= PETUNJUK =
1) Apa jabatan Marwan Effendy menurut teks berita tentang putusan kasasi MA?
2) Tolong terjemahkan kalimat dari teks berita tentang putusan kasasi MA ini ke dalam bahasa Inggris: "Ya dikembalikan ke Tan Kian, kalau putusan kasasinya itu menguatkan putusan PN Jaktim terkait Henry Leo," kata Jaksa Agung Muda Pidana Khusus (Jampidsus), Marwan Effendy di Jakarta, Senin.

= TEKS YANG DIBERIKAN =
|---|

Hal demikian terkait putusan Mahkamah Agung (MA) yang menolak permohonan kasasi jaksa penuntut umum (JPU) atas terdakwa Henry Leo, pengusaha properti, Serta kasasi Subarda Midjaja, mantan Dirut PT Asabri.
"Ya dikembalikan ke Tan Kian, kalau putusan kasasinya itu menguatkan putusan PN Jaktim terkait Henry Leo," kata Jaksa Agung Muda Pidana Khusus (Jampidsus), Marwan Effendy di Jakarta, Senin.
Kendati demikian, ia mengaku belum menerima secara resmi putusan kasasi tersebut, dan saat ini masih menunggu laporan dari Kepala Kejaksaan Negeri (Kajari) Jakarta Timur dan Kepala Kejaksaan Tinggi (Kajati) DKI Jakarta, apakah putusan kasasi itu sudah diterima.
"Kalau sudah diterima, putusan itu akan dipelajari," katanya.

|---|

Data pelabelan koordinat
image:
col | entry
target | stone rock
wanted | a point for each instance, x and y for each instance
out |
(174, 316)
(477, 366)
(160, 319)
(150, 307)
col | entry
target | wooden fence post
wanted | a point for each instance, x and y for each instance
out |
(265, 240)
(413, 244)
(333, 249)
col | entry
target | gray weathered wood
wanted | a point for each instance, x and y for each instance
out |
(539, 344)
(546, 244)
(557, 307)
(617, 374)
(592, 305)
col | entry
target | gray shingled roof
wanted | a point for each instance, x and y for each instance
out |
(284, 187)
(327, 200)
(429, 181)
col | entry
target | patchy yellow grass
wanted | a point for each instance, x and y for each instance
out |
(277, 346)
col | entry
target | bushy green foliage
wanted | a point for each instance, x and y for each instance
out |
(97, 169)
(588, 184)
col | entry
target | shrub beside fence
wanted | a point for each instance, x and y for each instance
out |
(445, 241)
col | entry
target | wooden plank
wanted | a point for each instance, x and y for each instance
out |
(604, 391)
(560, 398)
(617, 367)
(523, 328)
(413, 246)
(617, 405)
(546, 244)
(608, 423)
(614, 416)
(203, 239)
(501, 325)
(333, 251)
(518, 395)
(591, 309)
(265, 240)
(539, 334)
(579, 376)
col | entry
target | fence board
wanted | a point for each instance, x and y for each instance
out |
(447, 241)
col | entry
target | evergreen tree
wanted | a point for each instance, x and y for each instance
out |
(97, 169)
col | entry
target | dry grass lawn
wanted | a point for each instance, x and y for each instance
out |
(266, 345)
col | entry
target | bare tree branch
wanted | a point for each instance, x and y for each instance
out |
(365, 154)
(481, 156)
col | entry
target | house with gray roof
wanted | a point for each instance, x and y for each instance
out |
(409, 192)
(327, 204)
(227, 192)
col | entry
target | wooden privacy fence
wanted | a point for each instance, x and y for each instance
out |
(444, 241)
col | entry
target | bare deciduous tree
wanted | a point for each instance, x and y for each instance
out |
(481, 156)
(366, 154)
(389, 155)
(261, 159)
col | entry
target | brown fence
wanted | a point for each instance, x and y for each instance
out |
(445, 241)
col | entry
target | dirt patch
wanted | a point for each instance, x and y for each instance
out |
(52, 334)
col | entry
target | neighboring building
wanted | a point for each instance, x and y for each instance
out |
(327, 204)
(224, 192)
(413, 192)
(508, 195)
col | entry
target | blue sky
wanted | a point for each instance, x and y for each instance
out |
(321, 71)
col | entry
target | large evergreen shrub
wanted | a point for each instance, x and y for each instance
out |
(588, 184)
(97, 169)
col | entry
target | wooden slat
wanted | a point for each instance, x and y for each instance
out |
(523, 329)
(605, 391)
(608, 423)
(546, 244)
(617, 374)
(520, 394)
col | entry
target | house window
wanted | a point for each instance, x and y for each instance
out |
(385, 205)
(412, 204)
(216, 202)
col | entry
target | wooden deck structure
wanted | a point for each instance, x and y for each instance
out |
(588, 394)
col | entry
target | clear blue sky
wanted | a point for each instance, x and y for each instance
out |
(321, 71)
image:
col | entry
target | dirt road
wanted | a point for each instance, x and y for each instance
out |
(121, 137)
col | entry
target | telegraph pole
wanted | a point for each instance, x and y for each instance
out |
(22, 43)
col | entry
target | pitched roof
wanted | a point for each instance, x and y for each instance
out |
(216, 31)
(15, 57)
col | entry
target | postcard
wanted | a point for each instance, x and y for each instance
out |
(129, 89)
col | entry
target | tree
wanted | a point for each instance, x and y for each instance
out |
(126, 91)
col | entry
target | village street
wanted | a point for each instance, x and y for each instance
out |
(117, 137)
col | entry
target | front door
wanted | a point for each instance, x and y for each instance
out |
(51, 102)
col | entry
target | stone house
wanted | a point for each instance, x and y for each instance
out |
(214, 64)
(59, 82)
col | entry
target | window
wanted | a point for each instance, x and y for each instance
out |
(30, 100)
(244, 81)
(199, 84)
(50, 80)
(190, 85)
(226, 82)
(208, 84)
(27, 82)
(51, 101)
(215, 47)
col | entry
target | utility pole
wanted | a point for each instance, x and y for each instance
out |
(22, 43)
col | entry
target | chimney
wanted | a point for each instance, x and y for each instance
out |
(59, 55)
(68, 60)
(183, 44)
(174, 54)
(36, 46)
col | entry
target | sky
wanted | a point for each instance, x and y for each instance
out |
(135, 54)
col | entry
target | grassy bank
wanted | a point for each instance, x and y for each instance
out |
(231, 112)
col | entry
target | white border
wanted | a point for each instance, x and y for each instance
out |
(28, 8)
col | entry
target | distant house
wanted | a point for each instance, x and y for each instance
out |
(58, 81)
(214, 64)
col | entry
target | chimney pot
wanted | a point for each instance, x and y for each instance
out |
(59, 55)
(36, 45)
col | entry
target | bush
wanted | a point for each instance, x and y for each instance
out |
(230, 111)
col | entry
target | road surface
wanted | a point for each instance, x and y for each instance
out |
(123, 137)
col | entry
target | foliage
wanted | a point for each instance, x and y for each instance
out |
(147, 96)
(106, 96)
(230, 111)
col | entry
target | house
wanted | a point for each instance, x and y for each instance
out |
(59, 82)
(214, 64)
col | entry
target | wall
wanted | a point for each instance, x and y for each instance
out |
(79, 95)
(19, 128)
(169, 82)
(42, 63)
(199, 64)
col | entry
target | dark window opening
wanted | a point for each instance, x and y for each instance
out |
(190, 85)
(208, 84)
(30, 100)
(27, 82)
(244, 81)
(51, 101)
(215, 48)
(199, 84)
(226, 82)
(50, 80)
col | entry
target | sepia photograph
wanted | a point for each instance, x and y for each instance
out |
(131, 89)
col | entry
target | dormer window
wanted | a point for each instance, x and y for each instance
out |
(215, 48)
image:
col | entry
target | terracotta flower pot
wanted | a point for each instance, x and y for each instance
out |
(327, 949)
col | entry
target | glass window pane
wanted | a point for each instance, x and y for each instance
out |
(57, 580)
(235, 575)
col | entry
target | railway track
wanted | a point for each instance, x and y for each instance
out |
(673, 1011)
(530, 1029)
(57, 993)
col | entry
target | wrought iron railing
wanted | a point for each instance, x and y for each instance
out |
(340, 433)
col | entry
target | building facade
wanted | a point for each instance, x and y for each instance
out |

|---|

= JAWABAN LENGKAP =
1) Jaksa Agung Muda Pidana Khusus (Jampidsus).

2) "Yes, it will be returned to Tan Kian if the cassation ruling upholds the East Jakarta District Court's ruling regarding Henry Leo," said the Junior Attorney General for Special Crimes (Jampidsus), Marwan Effendy, in Jakarta on Monday.